-- TASK DIRECTIONS --
Leave out the images; return the rest of the data exactly.

-- DATA TO USE --
.....

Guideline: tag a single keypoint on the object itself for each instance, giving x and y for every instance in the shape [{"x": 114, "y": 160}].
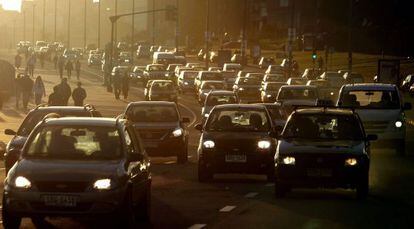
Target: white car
[{"x": 381, "y": 109}]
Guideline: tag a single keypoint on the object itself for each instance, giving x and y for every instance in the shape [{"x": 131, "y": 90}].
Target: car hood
[
  {"x": 328, "y": 146},
  {"x": 68, "y": 170}
]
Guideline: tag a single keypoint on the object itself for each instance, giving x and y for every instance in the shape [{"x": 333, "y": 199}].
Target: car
[
  {"x": 33, "y": 117},
  {"x": 269, "y": 91},
  {"x": 236, "y": 138},
  {"x": 217, "y": 97},
  {"x": 185, "y": 81},
  {"x": 161, "y": 128},
  {"x": 381, "y": 109},
  {"x": 206, "y": 75},
  {"x": 232, "y": 67},
  {"x": 78, "y": 166},
  {"x": 247, "y": 89},
  {"x": 296, "y": 81},
  {"x": 265, "y": 62},
  {"x": 323, "y": 147},
  {"x": 208, "y": 86},
  {"x": 162, "y": 90}
]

.....

-- REPLY --
Guideline: tag a single keypoint on the object itself for each instance, giving x and y for every instance in the shape [{"x": 114, "y": 160}].
Target: white car
[{"x": 381, "y": 109}]
Guideline: tag a single keypoint on the object itself for each instance, giving x and y for every instance in the shape [{"x": 131, "y": 90}].
Target: car hood
[
  {"x": 328, "y": 146},
  {"x": 68, "y": 170}
]
Guideline: tag a single keypoint on the object itself for each instance, giving x and y for every instance in the shape [{"x": 333, "y": 199}].
Target: car
[
  {"x": 33, "y": 117},
  {"x": 269, "y": 91},
  {"x": 236, "y": 138},
  {"x": 217, "y": 97},
  {"x": 185, "y": 81},
  {"x": 161, "y": 128},
  {"x": 381, "y": 109},
  {"x": 206, "y": 75},
  {"x": 232, "y": 67},
  {"x": 78, "y": 166},
  {"x": 247, "y": 89},
  {"x": 296, "y": 81},
  {"x": 265, "y": 62},
  {"x": 323, "y": 147},
  {"x": 208, "y": 86},
  {"x": 162, "y": 90}
]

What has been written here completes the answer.